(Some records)

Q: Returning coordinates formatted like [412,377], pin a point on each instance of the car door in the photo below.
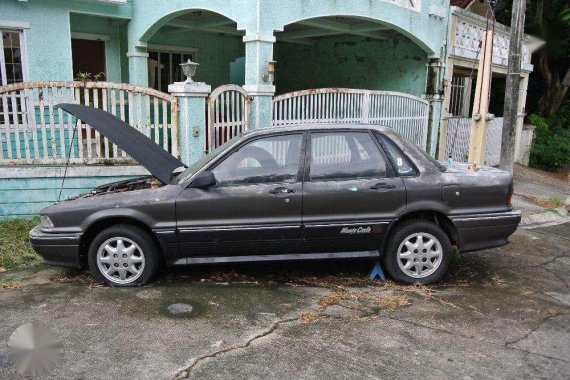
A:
[350,192]
[254,208]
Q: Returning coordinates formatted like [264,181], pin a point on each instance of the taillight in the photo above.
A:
[510,196]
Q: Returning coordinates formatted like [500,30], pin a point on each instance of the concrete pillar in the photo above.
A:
[258,83]
[138,67]
[434,94]
[445,110]
[434,121]
[191,119]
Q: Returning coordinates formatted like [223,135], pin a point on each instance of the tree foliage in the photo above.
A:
[548,20]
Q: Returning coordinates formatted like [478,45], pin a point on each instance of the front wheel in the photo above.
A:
[417,252]
[123,255]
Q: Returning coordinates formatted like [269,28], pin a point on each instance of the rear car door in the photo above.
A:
[351,193]
[255,207]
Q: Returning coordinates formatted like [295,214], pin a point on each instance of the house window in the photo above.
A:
[11,57]
[164,67]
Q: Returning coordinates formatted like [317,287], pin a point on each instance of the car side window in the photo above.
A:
[345,155]
[401,163]
[265,160]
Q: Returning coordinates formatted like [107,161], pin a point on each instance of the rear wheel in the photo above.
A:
[417,252]
[123,255]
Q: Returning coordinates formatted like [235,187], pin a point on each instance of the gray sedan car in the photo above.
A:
[309,192]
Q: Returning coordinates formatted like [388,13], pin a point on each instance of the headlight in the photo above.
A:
[45,221]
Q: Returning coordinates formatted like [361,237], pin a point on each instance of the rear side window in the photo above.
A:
[345,155]
[401,163]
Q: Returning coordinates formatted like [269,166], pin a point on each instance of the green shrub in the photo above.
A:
[15,249]
[551,147]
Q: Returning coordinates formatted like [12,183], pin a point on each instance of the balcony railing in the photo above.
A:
[469,30]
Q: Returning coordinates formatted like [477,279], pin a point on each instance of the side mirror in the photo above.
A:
[204,180]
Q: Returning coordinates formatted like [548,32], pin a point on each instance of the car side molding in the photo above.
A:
[284,257]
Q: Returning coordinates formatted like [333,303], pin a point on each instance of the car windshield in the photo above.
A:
[192,169]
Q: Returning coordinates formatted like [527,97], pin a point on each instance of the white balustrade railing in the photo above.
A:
[469,31]
[406,114]
[34,131]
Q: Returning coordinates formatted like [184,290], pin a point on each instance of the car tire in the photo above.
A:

## Stated goal:
Update the records above by replacing every "pin a point" with "place a marker" and keeping everything else the same. Leave the pictures out of your answer.

## Output for this task:
Q: Returning coordinates formatted like [412,377], place a marker on each instance of the car door in the photo below.
A:
[350,192]
[254,208]
Q: Returning coordinates formatted like [264,181], place a marker on each instance of the taillight in the photo above.
A:
[510,196]
Q: Returning coordinates formatted like [500,30], place a marker on each instance of the concrete pillar in the photo above.
A:
[258,83]
[138,67]
[434,94]
[445,110]
[434,121]
[191,119]
Q: Returning coordinates formatted like [223,135], place a marker on each instance of the tree foliage in the photo above.
A:
[548,20]
Q: Returning coordinates formatted like [478,45], place a marker on each instance of the front wheel in the photo above.
A:
[417,252]
[123,255]
Q: Returning coordinates formatted like [269,28], place a marker on each instance of the rear car door in the photo above.
A:
[351,193]
[255,207]
Q: Returning coordinates formatted like [295,214], place a marker on each instance of the house window in the photo above.
A:
[11,57]
[164,67]
Q: Returning coordinates formatted like [317,287], place a marker on each instance of the car side window in the photo above.
A:
[345,155]
[401,163]
[265,160]
Q: Returning coordinates formatted like [107,161], place a marker on each instance of the rear wheel in the photo above.
A:
[417,252]
[123,255]
Q: Returning coordinates formatted like [235,187], place a marker on each instance of the gray sedan car in the photo above.
A:
[309,192]
Q: Returning coordinates formatted like [388,13], place a marker on each instance of the headlight in the photo above.
A:
[45,221]
Q: Returning coordinates formatted like [361,237], place a marker on each instance of the rear side window in the photo above.
A:
[345,155]
[401,163]
Q: Returning coordinates formatted like [269,166], place a marker on each instance of the green shrub in the photo above.
A:
[15,249]
[551,147]
Q: Returning coordinates formatted like [12,183], place a marker on each instance of the balcony railing in the photo above.
A:
[469,30]
Q: Returning coordinates formatted like [477,279], place a marker on each instance of the side mirror in the photo above.
A:
[204,180]
Q: Returning coordinates formatted like [548,32], place a marker on each instance of the car side molding in the photo above.
A:
[284,257]
Q: Returning coordinates formatted like [333,303], place a marker on each instance of the car windshield in the photo above.
A:
[192,169]
Q: Returning coordinates formatted like [527,97], place a marker on each instance of the white balustrade railing in the photo above.
A:
[469,31]
[406,114]
[34,131]
Q: Returning coordinates formatted like [184,290], place a marker on each instance of the car tire in the photo above.
A:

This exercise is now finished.